**练习要求:** 请将下文合同撤销一文中从“1.从撤销的对象看,是意思表”起、到“销的对象(第54条第2款)。”为止(首尾两处均包括在内)的部分一字不差地抄写下来。

**文档:**

□ □ □ □ □ □ □

合同的撤销,是指因意思表示不真实,通过撤销权人行使撤销权,使已经生效的合同归于消灭。存在撤销原因的合同称可撤销的合同。它具有如下特征:

1.从撤销的对象看,是意思表示不真实的合同,如因重大误解而成立的合同、因欺诈而成立的合同、因胁迫而成立的合同等。我国现行法把因欺诈、胁迫而成立的合同一分为二,将其中具有“损害国家利益”特点的作为无效的对象,相对于传统民法而言,缩小了可撤销的范围。学说认为宜把意思表示不真实的合同统归撤销制度管辖。

2.合同的撤销,要由撤销权人行使撤销权来实现。但撤销权人是否行使撤销权由他自己决定。这是它与合同无效的不同点。

3.撤销权不行使,合同继续有效;撤销权行使,合同自始归于无效。这是合同的撤销不同于合同的无效、合同效力未定的又一区别。

二、可撤销的原因

《合同法》把重大误解、在订立合同时显失公平作为可撤销的原因(第54条第1款);还将一方以欺诈、胁迫的手段或乘人之危,使对方在违背真实意思的情况下订立的、不损害国家利益的合同,作为可撤销的对象(第54条第2款)。

(一)欺诈

《民法通则》规定欺诈是合同无效的原因,《合同法》除了将导致损害国家利益的欺诈规定为无效的原因外,其余的均作为可撤销的原因。在合同系因欺诈而成立的情况下,《合同法》的规定优先适用。学说赞同《合同法》第54条第2款的规定,其理由如下:其一,合同法贯彻意思自治原则,据此,法律宜尽可能承认已成立的合同有效,把欺诈作为可撤销的原因,充分尊重受欺诈人的意思,体现了意思自治原则的要求。其二,在某些情况下,欺诈人可能产生认识上的错误,致使合同未损害受欺诈人或损害轻微,甚至欺诈人自身受损。于此场合,把欺诈作为可撤销的原因,受欺诈人可不行使撤销权,让合同生效履行,更有效益且惩罚了恶意之人。其三,因欺诈而成立的合同具有违法性,与正常的社会秩序格格不入,虽然也是对社会公共利益的侵害,但这种侵害比起违反强行性规范、以合法形式掩盖非法目的、直接违反社会公共利益等合同造成的侵害来,毕竟是间接的和比较轻微的,主要是对受欺诈人不利,以及当事人之间的利益分配问题。正因如此,把合同效力的决定权交给受欺诈人,由其审时度势,决定是将合同撤销还是履行合同,效果更佳。其四,合同是否存在欺诈因素,当事人若不提出,外人难以知晓。把欺诈作为合同无效的原因,在合同存有欺诈因素,当事人却不披露,双方均按合同履行时,法律的权威便受到损伤。把欺诈作为可撤销的原因,则不存在这个问题。崔建远:《关于经济合同无效的探讨》,载《吉林大学社会科学学报》1989年第5期,第23页。

□ □ □ □ □ □ □

**所给资料:**

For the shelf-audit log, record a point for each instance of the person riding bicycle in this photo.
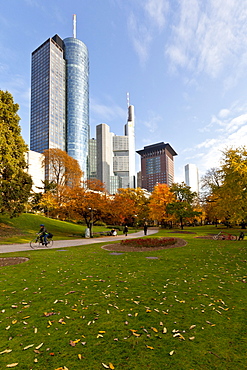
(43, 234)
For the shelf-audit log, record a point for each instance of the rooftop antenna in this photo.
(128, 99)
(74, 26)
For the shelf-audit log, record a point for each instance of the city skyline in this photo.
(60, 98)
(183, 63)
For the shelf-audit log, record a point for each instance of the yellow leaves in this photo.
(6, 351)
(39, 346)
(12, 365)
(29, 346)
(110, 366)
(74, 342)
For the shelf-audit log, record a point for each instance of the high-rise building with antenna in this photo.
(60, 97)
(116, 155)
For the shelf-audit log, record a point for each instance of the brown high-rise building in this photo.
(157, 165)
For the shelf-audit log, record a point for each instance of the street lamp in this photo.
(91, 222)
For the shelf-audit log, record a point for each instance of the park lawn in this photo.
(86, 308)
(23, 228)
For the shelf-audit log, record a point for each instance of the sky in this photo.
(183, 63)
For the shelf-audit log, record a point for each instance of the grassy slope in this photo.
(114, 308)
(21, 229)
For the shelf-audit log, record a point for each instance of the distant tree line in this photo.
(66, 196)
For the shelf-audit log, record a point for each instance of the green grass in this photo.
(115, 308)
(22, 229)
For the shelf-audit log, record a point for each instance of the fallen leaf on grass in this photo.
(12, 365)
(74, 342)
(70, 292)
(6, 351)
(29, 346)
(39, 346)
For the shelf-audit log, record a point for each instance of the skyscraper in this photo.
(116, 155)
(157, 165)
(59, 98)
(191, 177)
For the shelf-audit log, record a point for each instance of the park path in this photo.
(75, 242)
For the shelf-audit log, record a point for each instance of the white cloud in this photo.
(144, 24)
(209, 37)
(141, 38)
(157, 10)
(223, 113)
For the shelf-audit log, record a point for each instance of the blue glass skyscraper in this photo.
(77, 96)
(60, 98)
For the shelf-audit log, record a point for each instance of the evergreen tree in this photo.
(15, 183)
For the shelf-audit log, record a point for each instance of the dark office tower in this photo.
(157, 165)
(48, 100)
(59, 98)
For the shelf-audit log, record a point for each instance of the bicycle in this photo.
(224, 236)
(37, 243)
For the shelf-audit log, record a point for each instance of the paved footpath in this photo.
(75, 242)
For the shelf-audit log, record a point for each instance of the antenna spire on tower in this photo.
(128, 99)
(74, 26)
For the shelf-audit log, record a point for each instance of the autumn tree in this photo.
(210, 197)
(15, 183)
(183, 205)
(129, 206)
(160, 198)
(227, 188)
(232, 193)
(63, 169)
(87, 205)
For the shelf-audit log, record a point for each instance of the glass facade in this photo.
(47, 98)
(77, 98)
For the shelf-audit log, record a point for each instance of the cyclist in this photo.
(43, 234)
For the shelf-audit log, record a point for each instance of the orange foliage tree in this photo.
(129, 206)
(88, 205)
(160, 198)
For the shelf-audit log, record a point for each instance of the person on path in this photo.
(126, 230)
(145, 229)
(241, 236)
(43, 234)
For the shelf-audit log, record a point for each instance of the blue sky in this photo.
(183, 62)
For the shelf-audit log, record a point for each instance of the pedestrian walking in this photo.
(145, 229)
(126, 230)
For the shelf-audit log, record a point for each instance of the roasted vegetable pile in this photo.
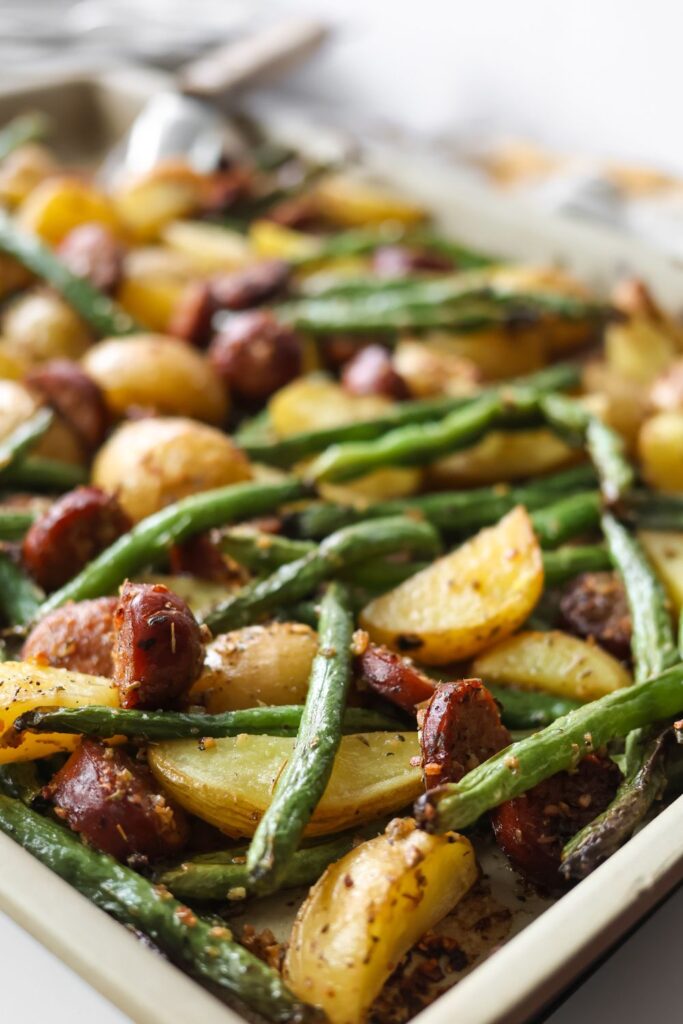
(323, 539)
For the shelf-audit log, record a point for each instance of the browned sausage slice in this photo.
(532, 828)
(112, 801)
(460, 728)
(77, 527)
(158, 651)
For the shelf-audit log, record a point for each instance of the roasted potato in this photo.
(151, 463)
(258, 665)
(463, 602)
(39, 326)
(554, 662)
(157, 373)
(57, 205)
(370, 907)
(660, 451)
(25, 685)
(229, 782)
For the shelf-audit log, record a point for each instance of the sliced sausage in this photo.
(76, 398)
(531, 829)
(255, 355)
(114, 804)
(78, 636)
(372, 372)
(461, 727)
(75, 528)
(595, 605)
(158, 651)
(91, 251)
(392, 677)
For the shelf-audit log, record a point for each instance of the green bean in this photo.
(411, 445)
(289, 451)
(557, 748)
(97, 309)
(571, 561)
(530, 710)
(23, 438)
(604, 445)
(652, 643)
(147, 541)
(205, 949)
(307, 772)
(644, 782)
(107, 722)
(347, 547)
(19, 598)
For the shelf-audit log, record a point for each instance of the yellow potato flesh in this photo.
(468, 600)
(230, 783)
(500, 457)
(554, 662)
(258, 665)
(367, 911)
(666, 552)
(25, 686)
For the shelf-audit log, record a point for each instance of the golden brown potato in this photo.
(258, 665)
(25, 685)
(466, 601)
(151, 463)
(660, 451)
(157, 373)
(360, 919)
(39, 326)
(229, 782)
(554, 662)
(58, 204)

□ □ □ □ □ □ □

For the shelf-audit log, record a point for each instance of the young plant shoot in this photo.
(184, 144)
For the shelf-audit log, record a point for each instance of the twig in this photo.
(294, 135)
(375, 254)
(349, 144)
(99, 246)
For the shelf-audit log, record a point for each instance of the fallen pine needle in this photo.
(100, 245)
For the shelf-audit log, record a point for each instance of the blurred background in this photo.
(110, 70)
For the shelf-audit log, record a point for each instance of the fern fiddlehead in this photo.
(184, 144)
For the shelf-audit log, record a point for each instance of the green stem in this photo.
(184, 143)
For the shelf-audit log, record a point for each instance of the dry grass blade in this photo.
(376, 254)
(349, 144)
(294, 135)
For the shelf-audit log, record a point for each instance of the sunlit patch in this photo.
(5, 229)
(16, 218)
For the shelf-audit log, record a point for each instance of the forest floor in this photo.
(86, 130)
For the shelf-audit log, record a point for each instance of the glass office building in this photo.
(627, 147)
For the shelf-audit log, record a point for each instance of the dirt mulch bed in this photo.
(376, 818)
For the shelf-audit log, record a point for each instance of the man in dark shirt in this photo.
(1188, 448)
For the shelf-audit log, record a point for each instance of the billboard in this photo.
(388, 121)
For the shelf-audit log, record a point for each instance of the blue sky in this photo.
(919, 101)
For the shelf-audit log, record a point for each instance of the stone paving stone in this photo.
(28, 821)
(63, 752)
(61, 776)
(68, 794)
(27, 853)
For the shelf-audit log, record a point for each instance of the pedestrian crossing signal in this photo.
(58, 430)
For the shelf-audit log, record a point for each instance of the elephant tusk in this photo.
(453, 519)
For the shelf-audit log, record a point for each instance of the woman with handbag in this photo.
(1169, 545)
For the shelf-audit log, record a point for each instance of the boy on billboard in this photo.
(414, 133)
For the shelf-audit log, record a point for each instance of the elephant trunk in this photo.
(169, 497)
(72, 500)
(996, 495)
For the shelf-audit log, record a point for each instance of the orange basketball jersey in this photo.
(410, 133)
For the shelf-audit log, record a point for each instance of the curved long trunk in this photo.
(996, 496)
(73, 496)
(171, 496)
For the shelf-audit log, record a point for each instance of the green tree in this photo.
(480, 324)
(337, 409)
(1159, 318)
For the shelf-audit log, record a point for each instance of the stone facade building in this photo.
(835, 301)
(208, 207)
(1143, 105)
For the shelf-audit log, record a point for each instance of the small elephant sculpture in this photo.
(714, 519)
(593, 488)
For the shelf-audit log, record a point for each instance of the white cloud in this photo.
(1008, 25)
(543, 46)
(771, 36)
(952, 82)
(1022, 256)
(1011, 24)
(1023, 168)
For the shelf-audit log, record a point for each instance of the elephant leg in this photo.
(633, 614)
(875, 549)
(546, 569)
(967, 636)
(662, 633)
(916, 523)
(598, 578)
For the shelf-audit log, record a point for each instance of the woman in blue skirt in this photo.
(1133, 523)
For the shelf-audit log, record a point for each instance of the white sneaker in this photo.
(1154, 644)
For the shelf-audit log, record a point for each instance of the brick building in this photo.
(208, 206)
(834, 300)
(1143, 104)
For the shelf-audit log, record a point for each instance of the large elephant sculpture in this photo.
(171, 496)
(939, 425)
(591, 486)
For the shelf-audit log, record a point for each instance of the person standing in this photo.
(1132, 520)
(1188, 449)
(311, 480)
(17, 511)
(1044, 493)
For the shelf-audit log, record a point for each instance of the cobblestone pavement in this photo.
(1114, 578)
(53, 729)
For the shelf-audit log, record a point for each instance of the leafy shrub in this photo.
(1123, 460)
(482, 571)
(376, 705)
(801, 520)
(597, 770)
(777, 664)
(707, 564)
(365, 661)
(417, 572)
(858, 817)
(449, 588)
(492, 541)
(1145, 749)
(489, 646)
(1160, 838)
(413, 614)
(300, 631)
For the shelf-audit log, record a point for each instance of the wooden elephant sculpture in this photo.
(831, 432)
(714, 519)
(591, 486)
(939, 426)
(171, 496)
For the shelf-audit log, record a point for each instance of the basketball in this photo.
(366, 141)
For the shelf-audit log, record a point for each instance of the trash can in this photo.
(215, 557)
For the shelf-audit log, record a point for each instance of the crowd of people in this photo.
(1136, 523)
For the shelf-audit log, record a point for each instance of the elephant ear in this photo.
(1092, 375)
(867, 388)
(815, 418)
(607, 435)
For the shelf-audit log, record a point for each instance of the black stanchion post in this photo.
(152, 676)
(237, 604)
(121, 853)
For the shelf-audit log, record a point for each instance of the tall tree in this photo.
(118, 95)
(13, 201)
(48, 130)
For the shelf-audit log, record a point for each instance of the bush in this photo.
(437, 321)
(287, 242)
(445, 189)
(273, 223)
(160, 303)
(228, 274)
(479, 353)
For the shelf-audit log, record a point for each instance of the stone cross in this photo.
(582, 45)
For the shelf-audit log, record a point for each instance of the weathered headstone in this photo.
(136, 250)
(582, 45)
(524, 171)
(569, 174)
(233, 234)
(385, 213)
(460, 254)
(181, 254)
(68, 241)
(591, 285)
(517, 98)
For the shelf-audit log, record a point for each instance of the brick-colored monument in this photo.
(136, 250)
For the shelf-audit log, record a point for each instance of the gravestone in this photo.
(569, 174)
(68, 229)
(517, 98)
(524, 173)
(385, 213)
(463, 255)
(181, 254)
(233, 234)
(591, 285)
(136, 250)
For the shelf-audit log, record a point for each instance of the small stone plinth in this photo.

□ □ □ □ □ □ □

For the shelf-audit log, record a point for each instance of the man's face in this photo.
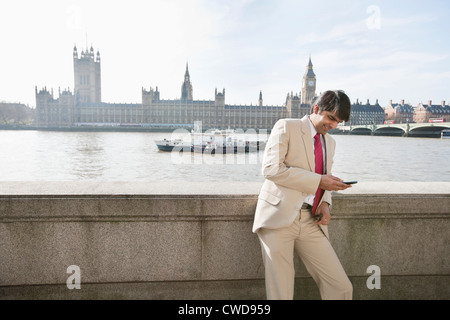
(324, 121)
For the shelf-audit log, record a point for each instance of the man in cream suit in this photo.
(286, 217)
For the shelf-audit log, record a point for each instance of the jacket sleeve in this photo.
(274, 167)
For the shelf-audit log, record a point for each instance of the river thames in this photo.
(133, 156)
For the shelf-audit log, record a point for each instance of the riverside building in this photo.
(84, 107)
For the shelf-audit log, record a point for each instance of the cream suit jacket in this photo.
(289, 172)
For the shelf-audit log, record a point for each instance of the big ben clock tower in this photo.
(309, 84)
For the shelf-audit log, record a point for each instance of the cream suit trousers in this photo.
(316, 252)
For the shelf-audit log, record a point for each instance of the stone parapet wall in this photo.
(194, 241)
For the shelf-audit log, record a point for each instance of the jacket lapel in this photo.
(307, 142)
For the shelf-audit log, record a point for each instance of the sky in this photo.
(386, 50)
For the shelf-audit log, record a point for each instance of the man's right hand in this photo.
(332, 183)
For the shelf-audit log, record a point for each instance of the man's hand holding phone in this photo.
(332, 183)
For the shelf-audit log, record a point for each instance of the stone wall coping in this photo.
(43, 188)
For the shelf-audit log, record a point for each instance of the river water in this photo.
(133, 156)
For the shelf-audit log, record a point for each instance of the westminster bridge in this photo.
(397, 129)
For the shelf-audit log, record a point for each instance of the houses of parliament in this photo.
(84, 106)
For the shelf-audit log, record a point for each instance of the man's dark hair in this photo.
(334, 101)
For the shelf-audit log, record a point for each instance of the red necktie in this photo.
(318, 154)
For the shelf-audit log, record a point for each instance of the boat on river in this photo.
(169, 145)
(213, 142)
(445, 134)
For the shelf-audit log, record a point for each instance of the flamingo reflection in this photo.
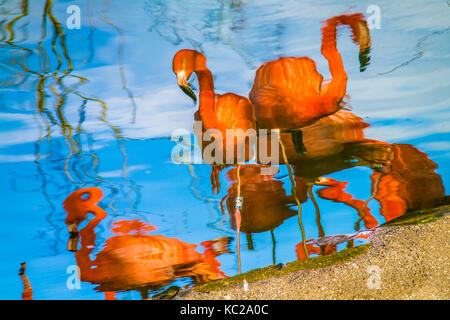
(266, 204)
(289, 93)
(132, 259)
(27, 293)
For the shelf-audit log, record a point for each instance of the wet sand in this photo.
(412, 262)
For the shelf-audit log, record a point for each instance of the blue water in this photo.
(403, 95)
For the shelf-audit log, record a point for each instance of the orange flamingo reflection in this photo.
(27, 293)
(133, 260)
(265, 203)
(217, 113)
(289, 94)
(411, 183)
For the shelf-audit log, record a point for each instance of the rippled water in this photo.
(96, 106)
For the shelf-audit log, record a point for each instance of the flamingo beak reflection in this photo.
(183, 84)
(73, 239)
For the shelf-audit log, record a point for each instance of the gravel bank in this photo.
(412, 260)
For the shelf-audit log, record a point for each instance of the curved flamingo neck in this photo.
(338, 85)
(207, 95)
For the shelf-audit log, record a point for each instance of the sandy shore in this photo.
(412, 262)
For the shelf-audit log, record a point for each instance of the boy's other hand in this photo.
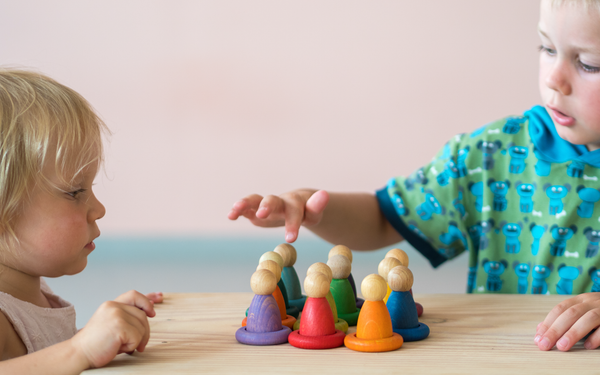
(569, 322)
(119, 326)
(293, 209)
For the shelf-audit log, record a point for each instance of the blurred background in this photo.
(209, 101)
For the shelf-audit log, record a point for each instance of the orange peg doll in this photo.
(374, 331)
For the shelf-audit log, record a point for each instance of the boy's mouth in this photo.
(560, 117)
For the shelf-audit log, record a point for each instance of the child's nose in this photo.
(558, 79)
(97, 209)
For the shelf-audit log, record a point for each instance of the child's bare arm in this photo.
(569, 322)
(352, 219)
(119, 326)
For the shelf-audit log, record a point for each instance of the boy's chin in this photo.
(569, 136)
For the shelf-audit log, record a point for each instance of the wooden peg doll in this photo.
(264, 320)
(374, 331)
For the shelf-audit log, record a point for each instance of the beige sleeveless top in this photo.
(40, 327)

□ □ □ □ □ □ □

**作答结果:**
1.从撤销的对象看,是意思表示不真实的合同,如因重大误解而成立的合同、因欺诈而成立的合同、因胁迫而成立的合同等。我国现行法把因欺诈、胁迫而成立的合同一分为二,将其中具有“损害国家利益”特点的作为无效的对象,相对于传统民法而言,缩小了可撤销的范围。学说认为宜把意思表示不真实的合同统归撤销制度管辖。

2.合同的撤销,要由撤销权人行使撤销权来实现。但撤销权人是否行使撤销权由他自己决定。这是它与合同无效的不同点。

3.撤销权不行使,合同继续有效;撤销权行使,合同自始归于无效。这是合同的撤销不同于合同的无效、合同效力未定的又一区别。

二、可撤销的原因

《合同法》把重大误解、在订立合同时显失公平作为可撤销的原因(第54条第1款);还将一方以欺诈、胁迫的手段或乘人之危,使对方在违背真实意思的情况下订立的、不损害国家利益的合同,作为可撤销的对象(第54条第2款)。